§ Fragmento seleccionado

:::

El optimismo y la ilusión se esconden estos días al ver el goteo de políticos catalanes, con todo un futuro por delante, tomar el camino del exilio. Una fuga que tiñe esta primavera del color opaco del invierno, que no puede ser más que el de final de una época, pues nada nuevo halagüeño puede alumbrarse de este modo.
La fuga es a veces música, pero en este caso se produce en el silencio de la noche, construyendo vacíos duraderos, al cerrar una puerta, con sigilo.
Digno de un guion dramático, es el relato de una historia tan real y cercana como cruel.
No debe ser fácil, no, salir de madrugada, disimuladamente, a escondidas, con una maleta como única pertenencia, y dejarlo todo atrás en el último abrazo a la pareja, a los niños.
Muchos no solo no lo lamentan, sino que aplauden y vitorean la escena pues, en el fondo, está muy extendida la opinión de que quien discrepa o ansía transformaciones, está invitado a irse.

:::

§ Tus instrucciones
Copia entero, palabra por palabra, el fragmento sobre la salida de los políticos catalanes al exilio. Apóyate solo en este fragmento.

(Un bloque de datos)

:::

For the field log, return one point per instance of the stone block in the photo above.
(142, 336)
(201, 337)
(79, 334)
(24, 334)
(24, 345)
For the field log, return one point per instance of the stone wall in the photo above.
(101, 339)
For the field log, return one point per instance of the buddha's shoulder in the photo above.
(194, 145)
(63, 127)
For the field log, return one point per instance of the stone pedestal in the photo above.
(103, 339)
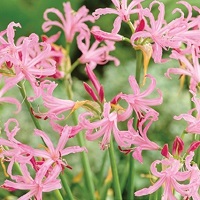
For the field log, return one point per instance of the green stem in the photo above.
(73, 66)
(28, 105)
(58, 195)
(139, 64)
(116, 184)
(85, 162)
(131, 160)
(80, 138)
(66, 188)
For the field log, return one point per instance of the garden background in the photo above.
(29, 13)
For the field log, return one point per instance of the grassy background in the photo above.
(29, 14)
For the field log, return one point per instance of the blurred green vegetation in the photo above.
(29, 13)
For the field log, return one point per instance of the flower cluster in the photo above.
(44, 64)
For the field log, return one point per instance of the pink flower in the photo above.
(71, 22)
(193, 123)
(194, 184)
(170, 35)
(170, 177)
(56, 106)
(41, 183)
(140, 139)
(8, 49)
(104, 128)
(191, 67)
(137, 101)
(17, 151)
(102, 35)
(99, 94)
(95, 54)
(9, 83)
(122, 10)
(53, 154)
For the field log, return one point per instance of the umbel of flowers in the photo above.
(44, 65)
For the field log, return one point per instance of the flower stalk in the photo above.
(115, 175)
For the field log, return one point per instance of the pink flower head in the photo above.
(56, 107)
(102, 35)
(121, 9)
(41, 183)
(104, 128)
(53, 154)
(193, 123)
(8, 84)
(71, 22)
(8, 49)
(138, 101)
(16, 152)
(191, 67)
(140, 139)
(170, 35)
(178, 146)
(96, 54)
(170, 177)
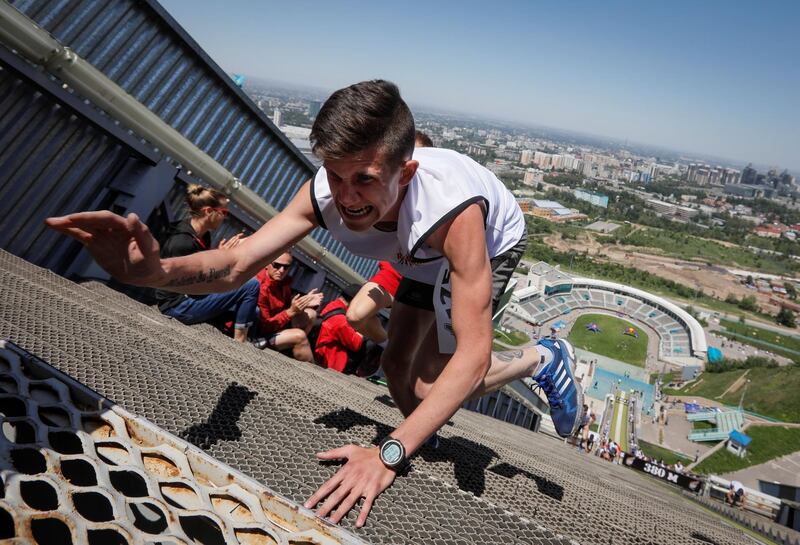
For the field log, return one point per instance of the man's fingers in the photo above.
(334, 499)
(323, 491)
(101, 219)
(365, 509)
(74, 232)
(346, 505)
(335, 454)
(146, 241)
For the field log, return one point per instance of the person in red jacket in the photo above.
(339, 346)
(284, 320)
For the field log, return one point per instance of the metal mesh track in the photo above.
(266, 415)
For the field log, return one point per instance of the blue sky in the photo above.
(710, 77)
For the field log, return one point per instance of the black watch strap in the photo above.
(392, 453)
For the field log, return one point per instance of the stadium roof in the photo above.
(740, 438)
(547, 204)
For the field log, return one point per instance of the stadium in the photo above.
(123, 426)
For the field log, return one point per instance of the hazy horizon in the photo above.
(712, 79)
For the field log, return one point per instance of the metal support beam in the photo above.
(21, 34)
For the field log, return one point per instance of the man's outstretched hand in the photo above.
(363, 476)
(122, 246)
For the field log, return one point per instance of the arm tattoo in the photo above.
(200, 277)
(508, 355)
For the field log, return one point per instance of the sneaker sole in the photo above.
(578, 387)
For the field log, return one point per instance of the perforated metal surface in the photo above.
(76, 469)
(266, 416)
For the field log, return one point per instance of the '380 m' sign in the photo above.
(689, 483)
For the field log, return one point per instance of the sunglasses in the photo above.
(223, 211)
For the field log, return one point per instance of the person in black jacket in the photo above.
(207, 210)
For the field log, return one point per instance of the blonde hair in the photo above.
(199, 197)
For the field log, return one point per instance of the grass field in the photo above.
(771, 392)
(622, 434)
(769, 442)
(784, 345)
(708, 385)
(685, 246)
(667, 456)
(610, 341)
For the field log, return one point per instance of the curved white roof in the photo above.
(696, 333)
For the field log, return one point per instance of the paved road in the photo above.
(784, 470)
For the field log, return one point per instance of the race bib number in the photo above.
(442, 306)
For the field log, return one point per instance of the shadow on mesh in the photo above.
(222, 424)
(470, 459)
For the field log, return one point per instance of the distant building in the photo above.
(748, 175)
(662, 207)
(597, 199)
(532, 176)
(730, 176)
(749, 191)
(686, 213)
(553, 211)
(770, 230)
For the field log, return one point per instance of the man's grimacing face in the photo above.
(365, 190)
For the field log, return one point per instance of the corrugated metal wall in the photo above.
(139, 46)
(50, 161)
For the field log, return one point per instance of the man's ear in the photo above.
(409, 169)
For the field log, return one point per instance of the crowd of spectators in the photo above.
(346, 335)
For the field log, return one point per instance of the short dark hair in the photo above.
(363, 115)
(422, 140)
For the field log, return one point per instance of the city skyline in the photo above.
(712, 79)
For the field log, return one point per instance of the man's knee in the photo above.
(422, 388)
(305, 319)
(297, 337)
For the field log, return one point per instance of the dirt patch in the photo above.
(737, 384)
(713, 280)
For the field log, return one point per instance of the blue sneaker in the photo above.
(557, 381)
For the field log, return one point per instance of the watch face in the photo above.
(392, 452)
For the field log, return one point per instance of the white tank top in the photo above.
(446, 183)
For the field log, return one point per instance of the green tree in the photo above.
(786, 318)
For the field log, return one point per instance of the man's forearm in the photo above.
(212, 271)
(462, 375)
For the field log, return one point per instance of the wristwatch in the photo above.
(392, 452)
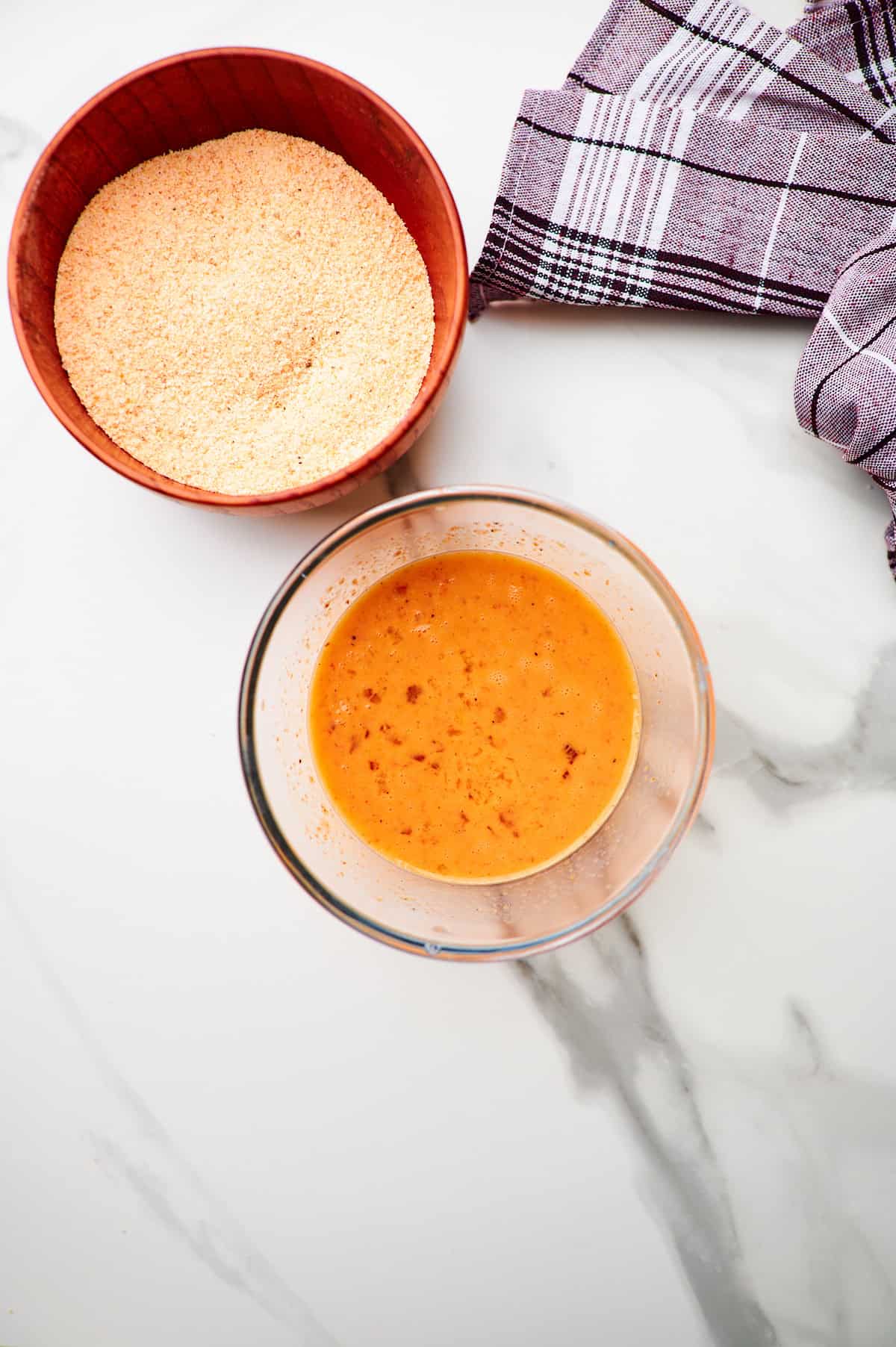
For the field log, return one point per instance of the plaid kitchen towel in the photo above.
(700, 158)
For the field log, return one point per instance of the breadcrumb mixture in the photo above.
(247, 316)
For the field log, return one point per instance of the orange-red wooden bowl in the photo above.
(179, 103)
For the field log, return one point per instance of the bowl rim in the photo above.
(331, 544)
(335, 484)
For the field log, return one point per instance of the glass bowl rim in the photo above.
(328, 547)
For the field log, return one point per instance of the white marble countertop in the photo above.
(231, 1121)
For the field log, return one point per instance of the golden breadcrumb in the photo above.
(247, 316)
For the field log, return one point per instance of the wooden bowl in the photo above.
(182, 102)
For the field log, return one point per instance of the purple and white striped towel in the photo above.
(700, 158)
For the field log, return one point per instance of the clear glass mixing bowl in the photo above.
(455, 921)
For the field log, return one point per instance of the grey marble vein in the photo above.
(597, 1000)
(16, 142)
(169, 1186)
(785, 772)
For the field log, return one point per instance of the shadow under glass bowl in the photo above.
(199, 96)
(484, 921)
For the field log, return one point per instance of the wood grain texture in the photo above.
(182, 102)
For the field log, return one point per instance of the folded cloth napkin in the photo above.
(700, 158)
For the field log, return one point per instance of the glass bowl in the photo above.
(500, 921)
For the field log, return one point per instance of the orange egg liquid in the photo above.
(475, 717)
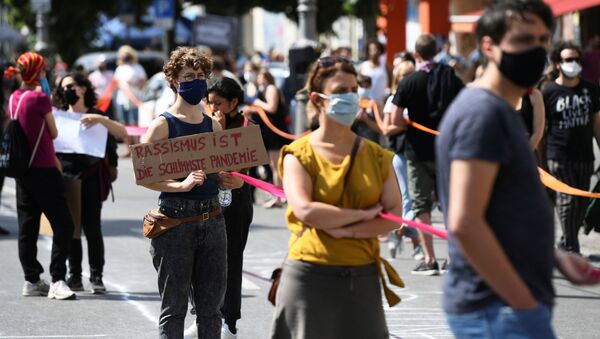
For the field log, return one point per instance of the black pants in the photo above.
(41, 190)
(91, 211)
(238, 217)
(571, 209)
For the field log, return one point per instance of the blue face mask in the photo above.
(364, 92)
(45, 86)
(193, 91)
(342, 107)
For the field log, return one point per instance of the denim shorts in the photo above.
(500, 321)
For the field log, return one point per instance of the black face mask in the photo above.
(524, 69)
(70, 96)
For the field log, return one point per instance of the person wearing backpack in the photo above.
(75, 93)
(40, 187)
(425, 94)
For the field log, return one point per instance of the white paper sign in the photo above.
(74, 138)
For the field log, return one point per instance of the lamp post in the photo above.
(301, 55)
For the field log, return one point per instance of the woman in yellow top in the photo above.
(330, 287)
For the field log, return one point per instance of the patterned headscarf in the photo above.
(29, 64)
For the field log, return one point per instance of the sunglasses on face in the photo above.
(329, 61)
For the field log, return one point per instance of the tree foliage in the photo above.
(72, 25)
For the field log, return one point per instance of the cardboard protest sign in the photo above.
(229, 150)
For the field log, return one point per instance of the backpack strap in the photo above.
(16, 113)
(37, 143)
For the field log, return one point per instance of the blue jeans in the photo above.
(500, 321)
(399, 163)
(191, 254)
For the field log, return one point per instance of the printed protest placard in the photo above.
(229, 150)
(74, 138)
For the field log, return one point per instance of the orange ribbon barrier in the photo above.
(547, 179)
(263, 115)
(559, 186)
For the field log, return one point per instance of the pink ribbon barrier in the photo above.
(278, 191)
(136, 131)
(265, 186)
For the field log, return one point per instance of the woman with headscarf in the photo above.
(40, 189)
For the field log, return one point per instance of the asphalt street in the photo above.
(130, 308)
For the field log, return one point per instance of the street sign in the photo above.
(40, 6)
(163, 11)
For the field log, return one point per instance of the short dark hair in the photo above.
(364, 80)
(426, 46)
(380, 46)
(229, 89)
(89, 97)
(500, 14)
(561, 46)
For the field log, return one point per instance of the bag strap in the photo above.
(16, 113)
(37, 143)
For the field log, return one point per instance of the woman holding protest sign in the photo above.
(336, 185)
(87, 178)
(193, 253)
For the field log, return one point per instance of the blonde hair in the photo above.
(125, 51)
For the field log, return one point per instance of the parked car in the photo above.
(152, 61)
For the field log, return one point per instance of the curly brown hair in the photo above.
(185, 57)
(318, 74)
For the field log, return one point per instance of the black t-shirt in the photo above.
(414, 93)
(480, 125)
(570, 120)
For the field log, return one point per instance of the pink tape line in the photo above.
(136, 131)
(278, 191)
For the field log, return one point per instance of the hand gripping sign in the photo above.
(229, 150)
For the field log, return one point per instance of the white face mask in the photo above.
(570, 69)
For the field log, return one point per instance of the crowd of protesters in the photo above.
(526, 105)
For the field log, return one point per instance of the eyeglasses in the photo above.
(329, 61)
(576, 59)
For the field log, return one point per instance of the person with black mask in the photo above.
(195, 252)
(89, 176)
(573, 114)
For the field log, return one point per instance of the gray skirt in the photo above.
(327, 302)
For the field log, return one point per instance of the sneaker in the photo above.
(60, 291)
(37, 289)
(191, 332)
(74, 283)
(426, 269)
(444, 267)
(97, 286)
(226, 333)
(418, 254)
(395, 246)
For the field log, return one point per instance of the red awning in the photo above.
(560, 7)
(465, 23)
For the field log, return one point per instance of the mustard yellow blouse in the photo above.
(364, 189)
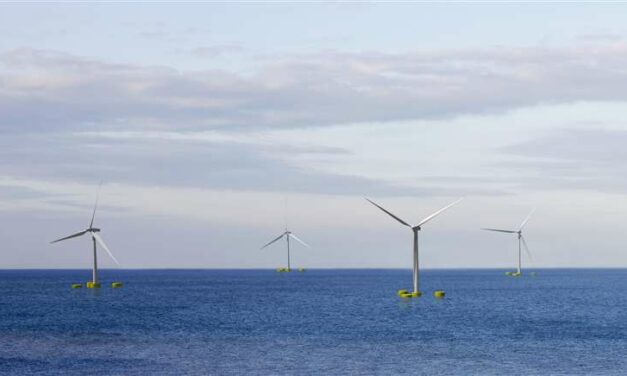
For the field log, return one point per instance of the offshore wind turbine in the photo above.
(415, 230)
(521, 241)
(287, 234)
(93, 232)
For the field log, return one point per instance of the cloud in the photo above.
(180, 160)
(43, 90)
(583, 159)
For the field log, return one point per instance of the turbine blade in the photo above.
(526, 247)
(496, 229)
(69, 237)
(93, 215)
(526, 219)
(388, 213)
(101, 242)
(282, 235)
(298, 240)
(437, 213)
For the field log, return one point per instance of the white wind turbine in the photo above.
(93, 231)
(287, 234)
(415, 229)
(521, 241)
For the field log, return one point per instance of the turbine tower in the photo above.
(521, 242)
(287, 234)
(93, 232)
(415, 230)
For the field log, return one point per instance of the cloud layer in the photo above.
(43, 90)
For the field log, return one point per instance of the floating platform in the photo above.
(408, 295)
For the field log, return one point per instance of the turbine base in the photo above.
(409, 295)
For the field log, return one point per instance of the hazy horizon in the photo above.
(210, 138)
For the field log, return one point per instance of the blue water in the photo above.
(321, 322)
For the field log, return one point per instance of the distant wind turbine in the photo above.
(287, 234)
(415, 229)
(521, 241)
(93, 231)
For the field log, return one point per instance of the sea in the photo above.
(317, 322)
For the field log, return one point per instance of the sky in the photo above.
(213, 126)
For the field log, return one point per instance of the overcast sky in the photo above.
(212, 126)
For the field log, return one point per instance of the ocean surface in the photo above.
(320, 322)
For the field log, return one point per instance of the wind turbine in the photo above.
(93, 232)
(287, 234)
(415, 229)
(521, 241)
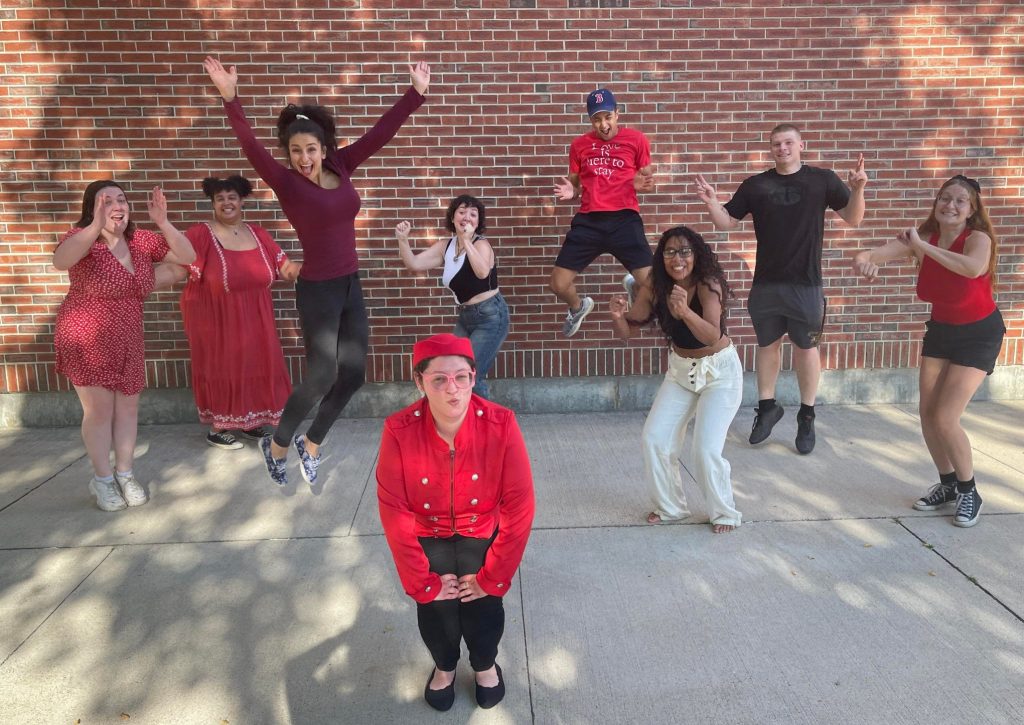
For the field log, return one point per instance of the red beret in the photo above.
(443, 344)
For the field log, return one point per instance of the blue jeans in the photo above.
(486, 325)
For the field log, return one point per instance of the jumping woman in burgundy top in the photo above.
(964, 336)
(316, 195)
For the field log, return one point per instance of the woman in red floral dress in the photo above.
(239, 375)
(98, 333)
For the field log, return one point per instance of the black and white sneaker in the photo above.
(937, 497)
(968, 509)
(223, 439)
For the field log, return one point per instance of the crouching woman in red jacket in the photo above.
(456, 498)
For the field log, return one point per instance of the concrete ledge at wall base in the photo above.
(164, 406)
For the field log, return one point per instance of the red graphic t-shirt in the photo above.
(607, 168)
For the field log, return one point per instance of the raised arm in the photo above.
(432, 256)
(719, 216)
(625, 320)
(226, 82)
(566, 187)
(866, 263)
(972, 263)
(181, 249)
(644, 180)
(706, 328)
(383, 131)
(76, 246)
(853, 212)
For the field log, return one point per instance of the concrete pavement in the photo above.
(227, 599)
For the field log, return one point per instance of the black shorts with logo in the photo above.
(777, 308)
(619, 233)
(971, 345)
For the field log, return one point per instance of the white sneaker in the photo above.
(574, 320)
(630, 285)
(132, 491)
(108, 495)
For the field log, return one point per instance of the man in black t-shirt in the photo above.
(787, 205)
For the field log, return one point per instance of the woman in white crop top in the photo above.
(470, 270)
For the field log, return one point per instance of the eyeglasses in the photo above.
(973, 183)
(439, 381)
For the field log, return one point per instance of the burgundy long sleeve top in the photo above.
(324, 218)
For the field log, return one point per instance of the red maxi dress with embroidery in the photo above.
(239, 376)
(98, 331)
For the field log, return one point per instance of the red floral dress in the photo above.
(98, 333)
(239, 376)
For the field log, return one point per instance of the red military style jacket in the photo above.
(426, 489)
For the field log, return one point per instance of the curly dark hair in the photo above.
(473, 203)
(89, 204)
(706, 268)
(317, 122)
(238, 183)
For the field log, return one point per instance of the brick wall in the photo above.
(117, 89)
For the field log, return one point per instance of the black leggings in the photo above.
(444, 624)
(336, 333)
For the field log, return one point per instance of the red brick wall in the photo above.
(922, 89)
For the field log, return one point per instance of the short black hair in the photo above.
(468, 201)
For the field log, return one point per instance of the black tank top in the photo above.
(677, 331)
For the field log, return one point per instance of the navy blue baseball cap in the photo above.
(600, 99)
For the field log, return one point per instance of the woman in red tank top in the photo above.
(955, 251)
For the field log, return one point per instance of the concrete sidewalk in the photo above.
(229, 600)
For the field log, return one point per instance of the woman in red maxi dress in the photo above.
(240, 379)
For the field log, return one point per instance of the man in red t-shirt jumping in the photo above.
(607, 167)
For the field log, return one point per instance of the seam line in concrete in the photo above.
(525, 646)
(58, 605)
(363, 495)
(42, 482)
(536, 528)
(969, 578)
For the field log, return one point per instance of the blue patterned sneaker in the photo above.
(274, 466)
(309, 463)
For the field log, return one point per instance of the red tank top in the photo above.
(955, 299)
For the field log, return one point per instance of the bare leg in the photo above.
(768, 361)
(808, 364)
(125, 430)
(563, 285)
(97, 426)
(945, 391)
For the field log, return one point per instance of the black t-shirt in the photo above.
(788, 216)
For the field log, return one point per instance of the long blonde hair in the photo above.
(978, 220)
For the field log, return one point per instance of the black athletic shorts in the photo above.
(619, 233)
(777, 308)
(971, 345)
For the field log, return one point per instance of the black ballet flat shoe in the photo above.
(487, 697)
(440, 699)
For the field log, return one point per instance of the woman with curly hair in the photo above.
(705, 381)
(240, 380)
(955, 251)
(317, 197)
(471, 273)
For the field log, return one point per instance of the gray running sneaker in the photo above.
(132, 491)
(574, 320)
(108, 495)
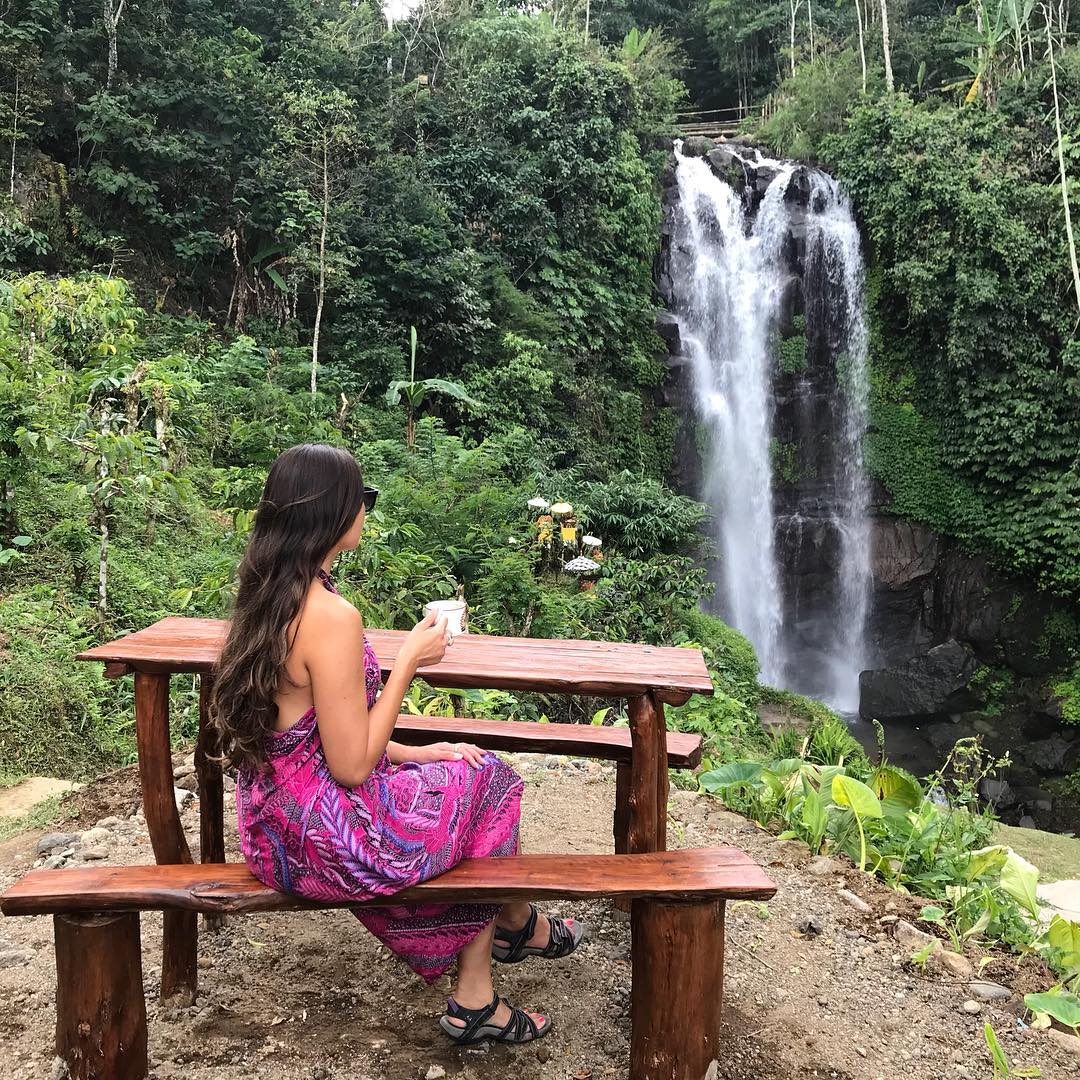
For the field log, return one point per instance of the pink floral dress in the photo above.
(304, 833)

:::

§ Respuesta a continuación
El optimismo y la ilusión se esconden estos días al ver el goteo de políticos catalanes, con todo un futuro por delante, tomar el camino del exilio. Una fuga que tiñe esta primavera del color opaco del invierno, que no puede ser más que el de final de una época, pues nada nuevo halagüeño puede alumbrarse de este modo.
La fuga es a veces música, pero en este caso se produce en el silencio de la noche, construyendo vacíos duraderos, al cerrar una puerta, con sigilo.
Digno de un guion dramático, es el relato de una historia tan real y cercana como cruel.
No debe ser fácil, no, salir de madrugada, disimuladamente, a escondidas, con una maleta como única pertenencia, y dejarlo todo atrás en el último abrazo a la pareja, a los niños.
Muchos no solo no lo lamentan, sino que aplauden y vitorean la escena pues, en el fondo, está muy extendida la opinión de que quien discrepa o ansía transformaciones, está invitado a irse.